Problems to solve:
1) Using the Georgia runoff article, decide whether each statement agrees with it. Answer yes or no for each, and quote the deciding words. (a) Biden spoke at a drive-in rally in downtown Atlanta. (b) Pence campaigned at a Georgia megachurch at night. (c) Biden said he had won Georgia twice.
2) Reproduce the passage of the Georgia runoff article between "Biden, campaigning with" and "eleventh-hour turnout push.", inclusive, without changing a word.

Sun Sentinel Palm Beach Edition
Dems, GOP make final push on eve of Ga. Senate runoffs
ATLANTA — President-elect Joe Biden thanked voters Monday for making him the first Democratic presidential candidate to win Georgia in three decades and urged his supporters to show up one more time for Senate runoffs that will determine the balance of power on Capitol Hill and the reach of his administration.
“Folks, this is it. This is it. It’s a new year, and tomorrow can be a new day for Atlanta, for Georgia and for America,” Biden said at a drive-in rally in downtown Atlanta. “Unlike any time in my career, one state — one state — can chart the course, not just for the four years but for the next generation.”
Biden, campaigning with Democrats Jon Ossoff and Raphael Warnock, was one of a number of Democratic and Republican leaders who descended on Georgia for an eleventh-hour turnout push.
Vice President Mike Pence campaigned at a Georgia megachurch earlier in the day, while President Donald Trump held a nighttime rally in north Georgia.
Trump, who has refused to concede his defeat to Biden, has sought to galvanize Republicans around his efforts to subvert the will of the voters and keep himself in power for a second term. Biden joked Monday that he had won Georgia “three times” because of two statewide recounts, and he alluded to Trump’s maneuvering by declaring that “politicians cannot assert, take or seize power” by undermining legitimate elections.

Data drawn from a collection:
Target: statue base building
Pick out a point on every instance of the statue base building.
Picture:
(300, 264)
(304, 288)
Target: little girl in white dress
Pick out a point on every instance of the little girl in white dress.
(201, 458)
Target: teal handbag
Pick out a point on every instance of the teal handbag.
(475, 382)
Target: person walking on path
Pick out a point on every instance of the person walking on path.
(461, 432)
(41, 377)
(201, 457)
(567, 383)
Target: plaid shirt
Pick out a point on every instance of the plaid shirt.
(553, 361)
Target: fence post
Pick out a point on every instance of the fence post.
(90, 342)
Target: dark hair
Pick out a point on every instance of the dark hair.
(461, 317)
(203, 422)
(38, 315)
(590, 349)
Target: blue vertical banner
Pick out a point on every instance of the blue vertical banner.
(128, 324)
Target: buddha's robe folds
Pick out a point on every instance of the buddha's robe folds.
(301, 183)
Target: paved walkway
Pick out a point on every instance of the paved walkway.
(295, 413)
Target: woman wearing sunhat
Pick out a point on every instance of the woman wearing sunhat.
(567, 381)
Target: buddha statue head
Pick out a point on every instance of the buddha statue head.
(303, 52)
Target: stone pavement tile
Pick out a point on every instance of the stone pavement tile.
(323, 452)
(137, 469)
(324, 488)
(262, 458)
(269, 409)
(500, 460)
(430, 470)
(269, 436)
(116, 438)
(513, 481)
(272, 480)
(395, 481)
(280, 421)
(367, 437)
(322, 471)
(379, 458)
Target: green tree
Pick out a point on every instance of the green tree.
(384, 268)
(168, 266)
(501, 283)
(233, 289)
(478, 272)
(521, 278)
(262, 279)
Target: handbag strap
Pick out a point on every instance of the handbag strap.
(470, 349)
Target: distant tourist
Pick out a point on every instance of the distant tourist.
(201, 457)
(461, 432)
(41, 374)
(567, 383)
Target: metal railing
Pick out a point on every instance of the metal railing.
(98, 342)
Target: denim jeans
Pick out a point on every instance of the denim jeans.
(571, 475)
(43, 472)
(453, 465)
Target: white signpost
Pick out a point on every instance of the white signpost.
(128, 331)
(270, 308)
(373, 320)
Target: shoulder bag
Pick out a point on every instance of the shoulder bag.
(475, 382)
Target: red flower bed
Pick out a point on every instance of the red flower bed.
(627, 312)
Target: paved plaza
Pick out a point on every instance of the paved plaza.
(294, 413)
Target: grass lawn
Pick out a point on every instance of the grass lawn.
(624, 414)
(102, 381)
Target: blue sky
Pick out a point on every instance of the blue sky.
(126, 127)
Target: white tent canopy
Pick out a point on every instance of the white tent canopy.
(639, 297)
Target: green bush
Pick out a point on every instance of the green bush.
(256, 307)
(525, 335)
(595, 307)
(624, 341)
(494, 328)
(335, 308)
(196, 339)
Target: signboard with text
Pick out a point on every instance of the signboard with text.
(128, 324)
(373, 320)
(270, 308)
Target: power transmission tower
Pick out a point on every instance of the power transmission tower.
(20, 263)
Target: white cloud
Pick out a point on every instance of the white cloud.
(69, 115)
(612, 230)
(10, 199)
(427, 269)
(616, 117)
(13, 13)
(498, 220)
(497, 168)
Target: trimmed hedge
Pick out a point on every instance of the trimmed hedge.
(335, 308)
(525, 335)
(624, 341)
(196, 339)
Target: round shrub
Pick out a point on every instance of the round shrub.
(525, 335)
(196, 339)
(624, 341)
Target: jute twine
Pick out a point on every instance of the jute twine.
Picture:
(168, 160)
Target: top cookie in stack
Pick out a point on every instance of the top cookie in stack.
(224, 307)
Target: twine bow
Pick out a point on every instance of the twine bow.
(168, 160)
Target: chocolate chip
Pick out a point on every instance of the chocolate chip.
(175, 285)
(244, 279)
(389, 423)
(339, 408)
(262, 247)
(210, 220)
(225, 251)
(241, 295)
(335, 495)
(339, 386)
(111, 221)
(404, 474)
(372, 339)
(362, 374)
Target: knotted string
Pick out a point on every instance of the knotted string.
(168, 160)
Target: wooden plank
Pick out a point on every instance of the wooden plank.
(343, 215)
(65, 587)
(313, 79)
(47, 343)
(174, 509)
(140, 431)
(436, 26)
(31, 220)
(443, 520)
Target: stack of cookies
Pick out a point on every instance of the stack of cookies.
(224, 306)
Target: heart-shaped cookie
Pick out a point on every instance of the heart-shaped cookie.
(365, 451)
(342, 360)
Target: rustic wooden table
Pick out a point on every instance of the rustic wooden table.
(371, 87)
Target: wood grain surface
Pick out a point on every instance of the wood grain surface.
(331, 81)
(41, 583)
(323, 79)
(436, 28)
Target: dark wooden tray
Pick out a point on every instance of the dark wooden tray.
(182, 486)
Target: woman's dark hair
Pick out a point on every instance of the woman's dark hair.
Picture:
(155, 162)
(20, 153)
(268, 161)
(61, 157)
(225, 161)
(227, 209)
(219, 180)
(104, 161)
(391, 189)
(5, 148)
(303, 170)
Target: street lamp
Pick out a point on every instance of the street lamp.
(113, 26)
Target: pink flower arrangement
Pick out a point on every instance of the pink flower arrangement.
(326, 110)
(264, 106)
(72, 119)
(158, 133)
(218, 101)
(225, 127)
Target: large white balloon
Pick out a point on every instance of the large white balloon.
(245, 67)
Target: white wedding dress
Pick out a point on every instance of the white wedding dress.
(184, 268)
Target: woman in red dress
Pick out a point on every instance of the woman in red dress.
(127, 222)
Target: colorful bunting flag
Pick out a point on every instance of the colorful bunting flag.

Answers:
1)
(a) Yes: "Biden said at a drive-in rally in downtown Atlanta."
(b) No: "Vice President Mike Pence campaigned at a Georgia megachurch earlier in the day"
(c) No: "Biden joked Monday that he had won Georgia “three times” because of two statewide recounts"

2)
Biden, campaigning with Democrats Jon Ossoff and Raphael Warnock, was one of a number of Democratic and Republican leaders who descended on Georgia for an eleventh-hour turnout push.